STATED EXERCISE: Copy out each line in the listing below that contains the string "target", treating uppercase and lowercase as different.

RECORD EXTRACTS:
--------------------------------

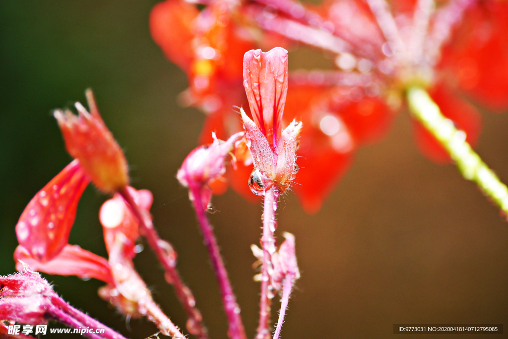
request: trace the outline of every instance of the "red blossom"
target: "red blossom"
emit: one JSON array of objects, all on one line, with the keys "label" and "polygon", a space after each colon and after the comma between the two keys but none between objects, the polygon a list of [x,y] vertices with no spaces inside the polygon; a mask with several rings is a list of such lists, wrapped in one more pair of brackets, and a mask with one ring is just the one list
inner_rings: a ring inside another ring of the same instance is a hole
[{"label": "red blossom", "polygon": [[[26,262],[36,271],[49,274],[76,275],[82,279],[94,278],[105,283],[113,281],[108,261],[77,245],[66,245],[56,257],[44,263],[34,259],[30,252],[20,245],[14,252],[14,259]],[[22,264],[18,262],[16,269],[22,270]]]},{"label": "red blossom", "polygon": [[56,110],[67,151],[79,160],[93,184],[114,193],[129,184],[127,161],[120,146],[103,121],[91,91],[86,91],[90,112],[76,103],[77,116],[70,111]]},{"label": "red blossom", "polygon": [[78,203],[89,180],[77,160],[32,198],[17,224],[19,244],[40,262],[55,257],[67,243]]},{"label": "red blossom", "polygon": [[[244,86],[255,121],[243,110],[240,112],[246,143],[255,170],[259,171],[253,172],[251,190],[260,192],[273,183],[283,193],[293,178],[302,128],[301,122],[294,120],[282,130],[288,93],[288,51],[280,47],[266,53],[252,50],[245,53],[243,64]],[[259,187],[253,187],[253,182]]]}]

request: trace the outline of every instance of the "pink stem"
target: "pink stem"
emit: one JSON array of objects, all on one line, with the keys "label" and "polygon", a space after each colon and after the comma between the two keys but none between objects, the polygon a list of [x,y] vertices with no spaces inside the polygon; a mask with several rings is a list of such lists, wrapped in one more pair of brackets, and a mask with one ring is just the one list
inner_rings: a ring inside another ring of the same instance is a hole
[{"label": "pink stem", "polygon": [[273,339],[278,339],[280,335],[280,329],[282,328],[282,323],[284,322],[284,317],[285,316],[285,311],[288,308],[291,290],[293,289],[293,281],[295,275],[290,273],[286,275],[284,279],[284,283],[282,284],[282,298],[280,301],[280,312],[279,312],[279,320],[277,322],[277,328],[273,335]]},{"label": "pink stem", "polygon": [[351,45],[328,32],[309,27],[277,15],[267,14],[265,9],[261,6],[251,5],[248,7],[248,10],[252,17],[264,29],[334,54],[352,51]]},{"label": "pink stem", "polygon": [[477,0],[451,0],[436,11],[434,24],[428,35],[426,49],[431,66],[439,61],[441,48],[452,35],[452,29],[462,21],[464,13]]},{"label": "pink stem", "polygon": [[212,262],[213,270],[215,272],[217,282],[220,290],[223,305],[226,311],[226,317],[229,324],[228,336],[231,339],[246,339],[245,330],[240,316],[240,307],[236,302],[236,298],[231,288],[231,284],[228,277],[228,271],[224,266],[220,251],[217,240],[213,234],[213,229],[206,217],[206,213],[203,207],[202,186],[192,184],[189,186],[190,191],[191,200],[201,228],[201,232],[205,240],[205,244],[208,250],[210,260]]},{"label": "pink stem", "polygon": [[[79,322],[57,307],[50,307],[48,310],[48,313],[52,318],[54,318],[55,320],[57,320],[64,325],[71,327],[71,328],[86,328],[87,327],[84,324]],[[104,327],[105,327],[106,326],[105,326]],[[99,328],[102,328],[102,327],[99,327]],[[97,329],[97,328],[94,328],[94,329]],[[105,335],[104,336],[102,336],[102,335],[91,333],[84,332],[83,335],[90,338],[90,339],[105,339],[105,338],[109,338],[109,337],[106,336]],[[123,337],[121,337],[123,338]]]},{"label": "pink stem", "polygon": [[125,339],[125,337],[121,334],[96,320],[90,316],[73,307],[56,295],[51,296],[51,303],[82,324],[83,327],[89,327],[90,328],[93,329],[104,328],[105,332],[101,334],[101,337],[107,339]]},{"label": "pink stem", "polygon": [[415,8],[413,32],[409,42],[408,52],[410,60],[415,65],[422,61],[425,37],[434,6],[434,0],[418,0]]},{"label": "pink stem", "polygon": [[118,193],[123,197],[139,222],[143,235],[164,268],[166,280],[175,289],[176,296],[188,318],[186,326],[187,330],[200,339],[207,339],[208,336],[206,328],[203,324],[203,316],[196,307],[194,296],[190,289],[184,284],[180,273],[176,270],[176,255],[174,250],[167,241],[159,237],[150,215],[136,203],[134,197],[131,195],[126,188]]},{"label": "pink stem", "polygon": [[275,238],[274,232],[275,231],[275,211],[277,210],[277,200],[279,192],[277,189],[269,184],[265,184],[269,187],[265,191],[265,204],[263,211],[263,236],[261,238],[261,245],[263,248],[263,271],[261,273],[261,299],[260,302],[259,324],[258,326],[258,334],[256,339],[266,339],[270,337],[270,315],[271,314],[271,299],[273,298],[273,286],[272,286],[271,278],[273,273],[273,265],[272,263],[272,255],[276,250]]},{"label": "pink stem", "polygon": [[405,46],[399,34],[399,29],[388,4],[385,0],[366,1],[390,48],[395,49],[392,51],[394,55],[399,59],[402,58],[405,52]]}]

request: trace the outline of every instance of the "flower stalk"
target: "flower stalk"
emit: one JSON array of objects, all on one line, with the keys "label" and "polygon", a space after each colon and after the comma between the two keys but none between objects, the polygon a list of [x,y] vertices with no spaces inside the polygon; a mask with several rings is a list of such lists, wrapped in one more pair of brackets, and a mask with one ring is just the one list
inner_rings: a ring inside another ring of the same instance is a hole
[{"label": "flower stalk", "polygon": [[[266,185],[268,188],[268,186]],[[271,299],[274,291],[272,285],[273,264],[272,255],[275,253],[275,238],[274,233],[277,228],[275,211],[279,192],[276,188],[271,186],[265,191],[265,203],[263,211],[263,236],[261,247],[263,249],[263,268],[261,273],[261,298],[260,302],[259,324],[256,339],[270,337],[270,318],[271,314]]]},{"label": "flower stalk", "polygon": [[212,225],[206,217],[206,211],[201,203],[203,199],[202,187],[200,186],[189,186],[189,190],[190,200],[196,211],[205,244],[208,251],[210,260],[212,262],[212,266],[220,290],[220,296],[226,317],[228,318],[229,336],[231,339],[246,339],[243,323],[240,316],[240,307],[236,302],[231,283],[228,277],[228,271],[220,256]]},{"label": "flower stalk", "polygon": [[473,150],[466,141],[466,134],[442,115],[424,89],[409,88],[407,99],[412,116],[450,153],[464,178],[474,181],[504,215],[508,214],[508,188]]},{"label": "flower stalk", "polygon": [[173,285],[176,296],[187,314],[186,327],[192,334],[200,339],[208,338],[207,331],[203,324],[203,317],[196,307],[196,299],[190,289],[182,280],[177,270],[176,253],[167,241],[159,237],[153,227],[151,218],[134,200],[126,188],[118,192],[130,207],[133,213],[139,222],[141,232],[146,238],[150,247],[155,253],[157,259],[166,272],[166,281]]},{"label": "flower stalk", "polygon": [[289,302],[289,297],[293,290],[294,279],[295,274],[290,273],[284,279],[284,283],[282,284],[282,297],[280,301],[280,311],[279,312],[279,319],[277,321],[277,327],[275,328],[275,334],[273,334],[273,339],[279,339],[279,336],[280,335],[280,330],[284,322],[284,317],[285,316],[285,311]]}]

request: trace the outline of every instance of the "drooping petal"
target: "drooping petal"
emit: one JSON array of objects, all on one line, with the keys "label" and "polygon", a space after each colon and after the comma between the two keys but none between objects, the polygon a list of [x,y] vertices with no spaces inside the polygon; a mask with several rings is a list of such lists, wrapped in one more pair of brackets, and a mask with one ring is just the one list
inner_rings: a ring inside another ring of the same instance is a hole
[{"label": "drooping petal", "polygon": [[[152,193],[148,190],[137,191],[131,187],[127,189],[131,191],[136,203],[147,212],[149,211],[153,201]],[[115,194],[112,198],[104,202],[99,211],[99,220],[102,225],[108,253],[111,251],[116,234],[120,233],[125,236],[129,243],[124,245],[129,249],[125,253],[128,253],[130,258],[134,257],[136,255],[136,241],[139,237],[139,223],[119,194]]]},{"label": "drooping petal", "polygon": [[288,93],[288,51],[251,50],[243,57],[243,86],[252,117],[268,142],[275,147]]},{"label": "drooping petal", "polygon": [[[14,259],[26,263],[35,270],[49,274],[94,278],[108,283],[112,281],[108,261],[77,245],[66,245],[55,257],[44,263],[34,259],[26,249],[19,245],[14,252]],[[22,264],[18,262],[16,268],[22,270]]]},{"label": "drooping petal", "polygon": [[97,110],[91,91],[87,91],[90,108],[88,113],[79,103],[77,116],[70,111],[55,111],[66,147],[79,160],[93,184],[106,193],[114,193],[129,184],[127,161],[120,146],[104,125]]},{"label": "drooping petal", "polygon": [[16,225],[16,234],[35,259],[50,260],[67,243],[78,203],[89,182],[75,160],[28,203]]},{"label": "drooping petal", "polygon": [[[452,94],[443,84],[429,91],[432,99],[439,107],[441,113],[455,126],[466,133],[466,140],[474,146],[480,136],[482,120],[480,113],[472,106]],[[450,163],[448,152],[423,126],[413,121],[415,140],[420,150],[429,159],[439,164]]]}]

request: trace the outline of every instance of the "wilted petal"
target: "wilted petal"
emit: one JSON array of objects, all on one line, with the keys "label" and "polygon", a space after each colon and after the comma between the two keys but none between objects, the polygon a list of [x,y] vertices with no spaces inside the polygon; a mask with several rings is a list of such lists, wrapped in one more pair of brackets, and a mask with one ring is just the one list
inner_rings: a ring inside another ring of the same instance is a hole
[{"label": "wilted petal", "polygon": [[275,47],[268,52],[251,50],[243,57],[243,86],[252,117],[273,147],[282,131],[288,93],[288,51]]},{"label": "wilted petal", "polygon": [[[44,263],[34,259],[25,248],[19,245],[14,252],[14,259],[26,263],[35,270],[49,274],[76,275],[82,279],[94,278],[106,283],[112,281],[108,261],[77,245],[66,245],[58,255]],[[22,270],[22,264],[18,262],[16,268]]]},{"label": "wilted petal", "polygon": [[79,114],[55,111],[67,151],[79,160],[93,184],[107,193],[114,193],[129,184],[127,161],[120,146],[104,125],[91,91],[87,98],[91,114],[79,103]]},{"label": "wilted petal", "polygon": [[28,203],[16,225],[16,234],[35,259],[50,260],[67,243],[78,202],[89,182],[75,160]]}]

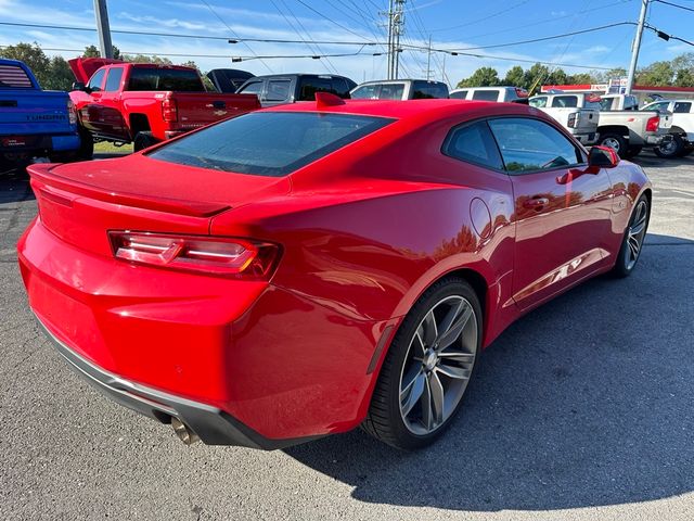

--------------------------------

RESPONSE FOR THIS EXERCISE:
target: "red blossom"
target: "pink stem"
target: "flower stalk"
target: "drooping petal"
target: "wilted petal"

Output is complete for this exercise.